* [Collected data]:
==============================

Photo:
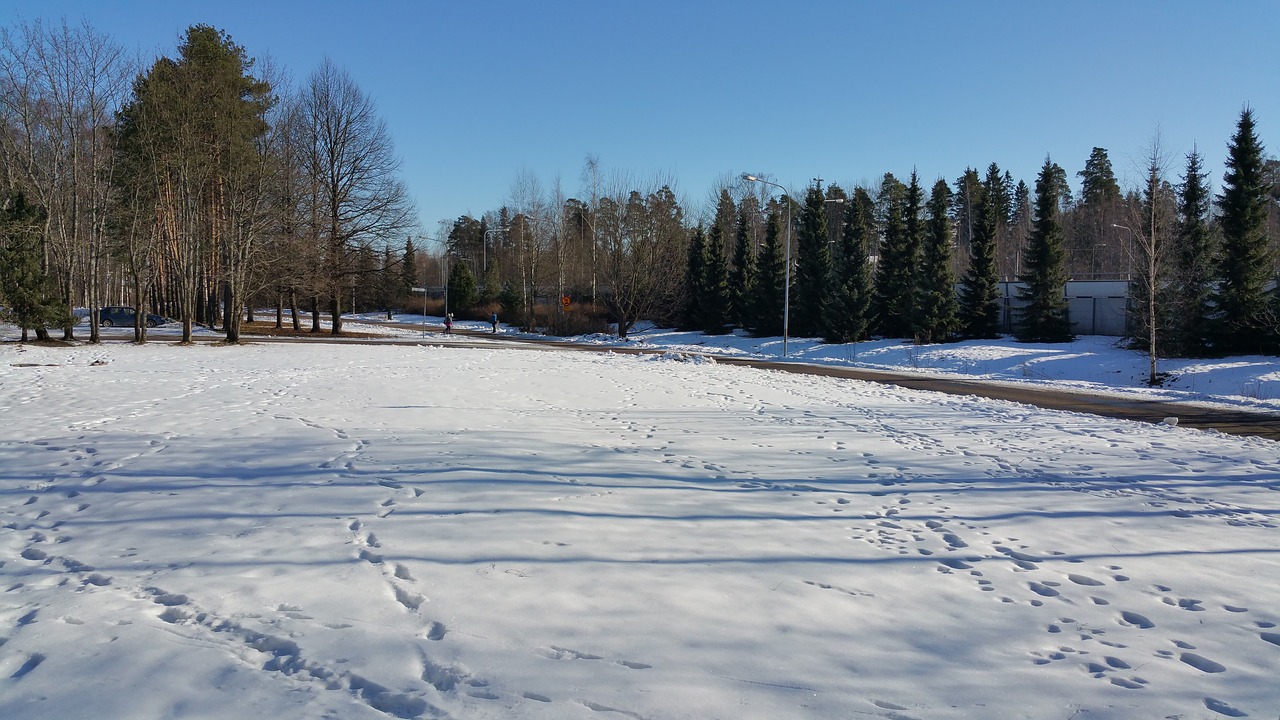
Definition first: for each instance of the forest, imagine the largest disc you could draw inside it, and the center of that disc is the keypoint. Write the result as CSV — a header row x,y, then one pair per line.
x,y
208,187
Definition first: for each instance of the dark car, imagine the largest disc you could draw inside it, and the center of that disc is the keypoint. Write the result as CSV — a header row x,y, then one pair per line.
x,y
114,315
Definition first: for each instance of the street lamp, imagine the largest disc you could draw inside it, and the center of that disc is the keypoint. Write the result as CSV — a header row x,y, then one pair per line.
x,y
786,288
1128,253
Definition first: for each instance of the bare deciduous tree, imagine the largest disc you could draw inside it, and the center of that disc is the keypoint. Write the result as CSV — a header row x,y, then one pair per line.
x,y
359,200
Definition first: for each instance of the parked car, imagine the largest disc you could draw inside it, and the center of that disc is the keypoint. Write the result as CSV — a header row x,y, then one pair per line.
x,y
119,315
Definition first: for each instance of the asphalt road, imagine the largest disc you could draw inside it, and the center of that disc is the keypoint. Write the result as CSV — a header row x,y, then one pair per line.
x,y
1233,422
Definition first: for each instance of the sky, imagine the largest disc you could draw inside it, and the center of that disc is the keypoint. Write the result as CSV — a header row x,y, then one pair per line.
x,y
479,94
379,531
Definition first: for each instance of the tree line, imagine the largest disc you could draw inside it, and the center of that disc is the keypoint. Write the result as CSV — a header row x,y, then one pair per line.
x,y
904,259
191,186
202,185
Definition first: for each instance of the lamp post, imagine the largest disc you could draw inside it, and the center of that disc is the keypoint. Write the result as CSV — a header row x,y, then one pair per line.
x,y
1128,253
786,288
484,247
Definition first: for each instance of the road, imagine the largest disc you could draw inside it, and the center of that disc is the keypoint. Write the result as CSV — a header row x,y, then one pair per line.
x,y
1233,422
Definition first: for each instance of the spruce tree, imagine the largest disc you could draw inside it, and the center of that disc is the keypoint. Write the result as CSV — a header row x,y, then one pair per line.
x,y
846,314
408,268
714,302
1192,270
691,311
31,299
721,235
743,277
895,270
979,288
766,305
936,295
1242,320
813,267
1043,315
462,287
968,192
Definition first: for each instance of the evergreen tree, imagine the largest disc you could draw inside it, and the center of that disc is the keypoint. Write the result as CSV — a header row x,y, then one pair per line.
x,y
979,288
1019,229
1192,270
1243,323
965,208
936,295
714,301
813,267
30,296
462,287
743,278
846,314
766,306
691,314
1043,315
895,270
1097,180
492,283
717,300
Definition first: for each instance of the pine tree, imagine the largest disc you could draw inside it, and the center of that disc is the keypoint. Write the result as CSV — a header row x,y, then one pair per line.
x,y
895,270
766,306
743,278
1192,272
979,288
936,295
30,295
846,313
813,265
1043,315
1242,320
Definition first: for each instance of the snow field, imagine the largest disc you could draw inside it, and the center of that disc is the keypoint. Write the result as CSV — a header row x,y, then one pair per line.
x,y
407,532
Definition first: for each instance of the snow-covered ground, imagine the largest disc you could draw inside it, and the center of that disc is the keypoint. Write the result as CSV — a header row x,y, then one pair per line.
x,y
371,531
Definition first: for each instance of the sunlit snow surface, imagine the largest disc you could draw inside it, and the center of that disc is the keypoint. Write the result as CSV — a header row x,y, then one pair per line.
x,y
316,531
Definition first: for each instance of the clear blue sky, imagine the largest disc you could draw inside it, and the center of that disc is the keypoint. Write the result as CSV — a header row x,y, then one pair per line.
x,y
699,90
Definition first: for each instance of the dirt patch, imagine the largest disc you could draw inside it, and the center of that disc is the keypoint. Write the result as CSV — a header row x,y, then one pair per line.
x,y
269,329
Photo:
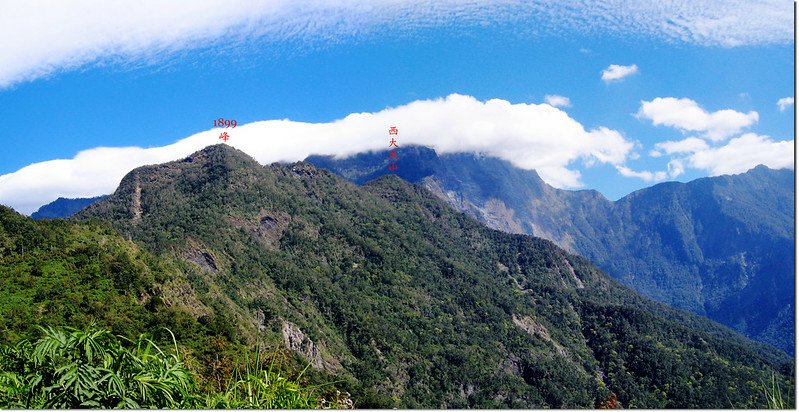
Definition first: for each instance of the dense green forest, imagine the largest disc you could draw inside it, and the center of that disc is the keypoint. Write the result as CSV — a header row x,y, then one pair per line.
x,y
58,273
722,246
409,303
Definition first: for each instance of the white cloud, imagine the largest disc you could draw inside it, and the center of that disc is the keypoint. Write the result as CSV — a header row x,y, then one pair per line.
x,y
743,153
688,116
557,101
784,103
615,72
41,37
644,175
676,168
530,136
689,145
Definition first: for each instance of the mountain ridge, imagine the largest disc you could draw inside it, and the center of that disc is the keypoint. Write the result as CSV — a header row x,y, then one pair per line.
x,y
709,233
420,306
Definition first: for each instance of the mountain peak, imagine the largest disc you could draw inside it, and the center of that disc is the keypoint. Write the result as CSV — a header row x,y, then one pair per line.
x,y
220,152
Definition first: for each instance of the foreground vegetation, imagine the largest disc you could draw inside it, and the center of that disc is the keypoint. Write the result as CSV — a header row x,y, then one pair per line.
x,y
383,289
92,368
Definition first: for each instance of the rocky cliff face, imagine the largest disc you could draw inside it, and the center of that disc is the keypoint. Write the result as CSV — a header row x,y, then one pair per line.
x,y
721,247
420,305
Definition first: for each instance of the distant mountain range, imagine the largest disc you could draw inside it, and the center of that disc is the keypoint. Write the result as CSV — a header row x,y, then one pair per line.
x,y
64,207
400,298
722,247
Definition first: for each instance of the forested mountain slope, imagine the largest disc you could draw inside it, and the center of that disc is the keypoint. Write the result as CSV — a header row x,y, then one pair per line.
x,y
415,305
720,247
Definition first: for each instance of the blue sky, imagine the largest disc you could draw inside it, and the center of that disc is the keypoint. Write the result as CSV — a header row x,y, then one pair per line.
x,y
54,109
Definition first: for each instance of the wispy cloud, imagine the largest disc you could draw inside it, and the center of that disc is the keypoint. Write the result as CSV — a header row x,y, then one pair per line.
x,y
557,101
784,103
42,37
531,136
615,72
710,153
688,116
644,175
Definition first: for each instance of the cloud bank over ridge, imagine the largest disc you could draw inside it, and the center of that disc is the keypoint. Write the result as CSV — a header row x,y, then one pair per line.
x,y
531,136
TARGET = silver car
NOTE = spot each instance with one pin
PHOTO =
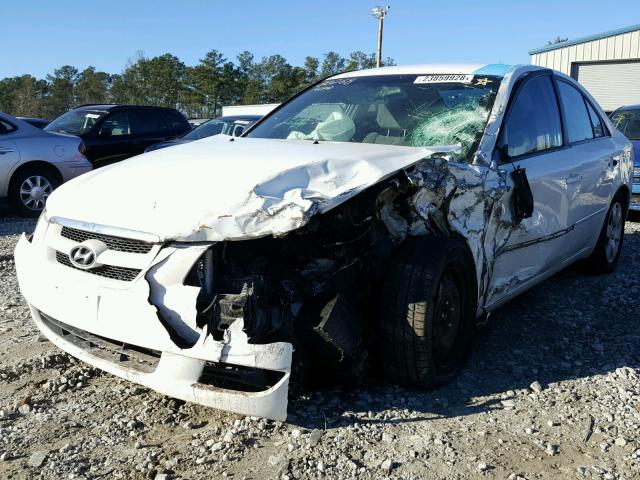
(34, 162)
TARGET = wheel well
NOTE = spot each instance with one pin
(33, 165)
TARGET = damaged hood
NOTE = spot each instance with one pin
(217, 189)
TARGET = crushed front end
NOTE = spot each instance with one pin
(134, 315)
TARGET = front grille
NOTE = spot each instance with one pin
(238, 377)
(113, 243)
(132, 356)
(110, 271)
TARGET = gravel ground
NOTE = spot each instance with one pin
(551, 391)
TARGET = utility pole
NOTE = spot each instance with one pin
(380, 13)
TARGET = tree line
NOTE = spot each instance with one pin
(197, 91)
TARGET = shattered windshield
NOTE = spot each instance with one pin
(408, 110)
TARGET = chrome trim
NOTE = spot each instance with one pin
(106, 230)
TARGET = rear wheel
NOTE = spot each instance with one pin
(428, 312)
(30, 189)
(605, 255)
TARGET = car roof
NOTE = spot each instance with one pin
(234, 118)
(498, 69)
(26, 119)
(108, 107)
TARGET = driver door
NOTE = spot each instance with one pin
(532, 139)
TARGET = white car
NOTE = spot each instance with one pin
(380, 213)
(34, 162)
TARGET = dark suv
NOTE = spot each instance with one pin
(114, 132)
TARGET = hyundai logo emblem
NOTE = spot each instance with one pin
(82, 256)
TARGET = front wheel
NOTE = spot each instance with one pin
(30, 189)
(606, 253)
(428, 312)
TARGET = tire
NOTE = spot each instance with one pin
(606, 253)
(428, 312)
(29, 190)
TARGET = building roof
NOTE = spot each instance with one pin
(590, 38)
(497, 69)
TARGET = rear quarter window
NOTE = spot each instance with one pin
(578, 122)
(175, 121)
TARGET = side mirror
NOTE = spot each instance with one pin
(521, 197)
(503, 151)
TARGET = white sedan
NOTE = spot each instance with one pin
(34, 162)
(378, 215)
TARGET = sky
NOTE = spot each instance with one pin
(41, 35)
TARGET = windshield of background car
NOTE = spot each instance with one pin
(207, 129)
(408, 110)
(75, 122)
(628, 122)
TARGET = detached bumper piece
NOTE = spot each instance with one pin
(240, 389)
(129, 356)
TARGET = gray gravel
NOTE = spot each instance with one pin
(551, 391)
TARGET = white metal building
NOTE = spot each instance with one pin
(607, 64)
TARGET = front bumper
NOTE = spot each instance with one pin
(78, 311)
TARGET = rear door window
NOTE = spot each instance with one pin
(176, 121)
(576, 116)
(115, 125)
(6, 127)
(533, 122)
(596, 121)
(146, 121)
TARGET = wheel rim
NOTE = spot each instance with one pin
(447, 321)
(34, 192)
(614, 232)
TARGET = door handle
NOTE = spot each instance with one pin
(571, 179)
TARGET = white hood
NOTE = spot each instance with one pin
(217, 189)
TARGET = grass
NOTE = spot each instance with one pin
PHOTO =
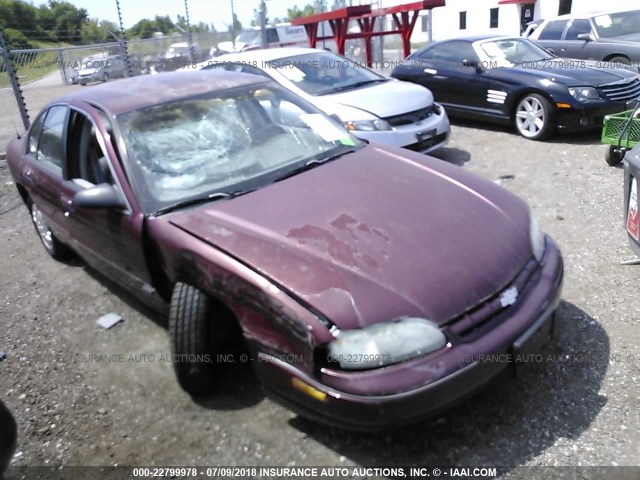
(33, 66)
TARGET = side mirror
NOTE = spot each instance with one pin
(586, 37)
(103, 196)
(473, 63)
(337, 119)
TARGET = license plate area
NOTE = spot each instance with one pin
(427, 135)
(531, 342)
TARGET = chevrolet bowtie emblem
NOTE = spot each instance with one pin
(509, 297)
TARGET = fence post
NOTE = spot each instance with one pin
(13, 77)
(63, 69)
(123, 43)
(189, 36)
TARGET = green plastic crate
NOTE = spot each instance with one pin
(614, 126)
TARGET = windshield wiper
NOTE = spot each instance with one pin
(195, 201)
(314, 162)
(354, 85)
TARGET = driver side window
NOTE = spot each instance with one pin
(455, 52)
(88, 162)
(577, 27)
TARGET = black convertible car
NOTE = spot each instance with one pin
(514, 81)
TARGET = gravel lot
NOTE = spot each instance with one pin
(577, 408)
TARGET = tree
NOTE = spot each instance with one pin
(295, 12)
(95, 31)
(236, 27)
(145, 28)
(16, 39)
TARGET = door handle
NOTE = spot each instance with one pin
(67, 205)
(27, 176)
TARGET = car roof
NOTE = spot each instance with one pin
(472, 39)
(595, 13)
(147, 90)
(267, 54)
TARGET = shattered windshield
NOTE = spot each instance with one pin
(238, 139)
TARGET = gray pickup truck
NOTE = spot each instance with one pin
(607, 37)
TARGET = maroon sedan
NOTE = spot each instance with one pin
(373, 286)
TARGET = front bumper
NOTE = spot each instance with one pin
(87, 78)
(424, 136)
(464, 370)
(585, 116)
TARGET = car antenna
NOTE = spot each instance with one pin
(16, 129)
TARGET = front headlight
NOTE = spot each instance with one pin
(584, 94)
(538, 240)
(385, 343)
(367, 125)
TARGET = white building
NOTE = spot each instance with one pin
(502, 17)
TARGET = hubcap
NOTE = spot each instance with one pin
(530, 117)
(43, 229)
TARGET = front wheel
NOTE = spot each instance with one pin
(54, 247)
(614, 155)
(534, 118)
(198, 328)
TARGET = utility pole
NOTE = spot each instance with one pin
(123, 43)
(15, 84)
(263, 23)
(233, 26)
(189, 39)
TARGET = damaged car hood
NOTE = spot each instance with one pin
(376, 235)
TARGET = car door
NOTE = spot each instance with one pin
(550, 36)
(572, 47)
(43, 169)
(109, 239)
(441, 69)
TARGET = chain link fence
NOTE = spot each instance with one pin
(47, 73)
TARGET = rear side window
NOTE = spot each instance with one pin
(272, 35)
(50, 148)
(576, 28)
(553, 30)
(454, 51)
(34, 134)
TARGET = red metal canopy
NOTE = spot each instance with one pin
(404, 19)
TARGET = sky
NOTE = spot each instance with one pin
(217, 12)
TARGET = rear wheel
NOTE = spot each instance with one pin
(198, 328)
(620, 59)
(534, 117)
(614, 155)
(53, 246)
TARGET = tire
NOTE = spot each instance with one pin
(196, 332)
(534, 117)
(54, 247)
(613, 157)
(620, 59)
(8, 438)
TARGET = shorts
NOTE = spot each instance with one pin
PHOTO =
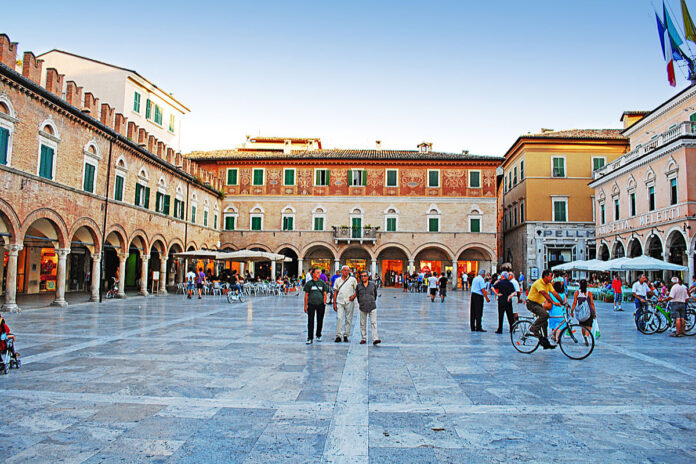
(677, 310)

==============================

Can you format everything from the line containing "TARGET = car door" down to the end of the collected data as a Markdown table with the columns Row and Line, leaving out blank lines and the pictures?

* [SOLUTION TO THIS TASK]:
| Row | Line |
|---|---|
| 1 | TARGET = car door |
| 2 | NOTE = spot each instance with one pin |
| 3 | (550, 36) |
| 4 | (572, 47) |
| 5 | (43, 169) |
| 6 | (109, 239) |
| 7 | (441, 69) |
| 8 | TARGET = chain link fence |
| 9 | NOTE = spot each instance with one pin |
| 10 | (47, 73) |
| 11 | TARGET = rear side window |
| 12 | NOTE = spot each instance with one pin |
| 13 | (272, 35) |
| 14 | (50, 148) |
| 15 | (576, 28) |
| 16 | (553, 30) |
| 17 | (454, 51) |
| 18 | (34, 134) |
| 19 | TARGET = red metal canopy |
| 20 | NOTE = spot each instance with one pin |
| 21 | (404, 19) |
| 22 | TARGET = sky |
| 23 | NOTE = spot each instance with one pin |
| 24 | (217, 12) |
| 25 | TARGET = rear wheel |
| 26 | NOTE = spot each instance with one pin |
| 27 | (198, 328) |
| 28 | (620, 59) |
| 29 | (534, 117) |
| 30 | (614, 155) |
| 31 | (53, 246) |
| 32 | TARGET = tire |
| 33 | NOTE = spot each instance with one pin |
| 34 | (196, 332) |
| 35 | (534, 117) |
| 36 | (54, 247) |
| 37 | (613, 157) |
| 38 | (620, 59) |
| 39 | (8, 438) |
| 40 | TARGET = shorts |
| 41 | NOTE = spot each instance with one pin |
| 42 | PHOTO = |
| 43 | (677, 310) |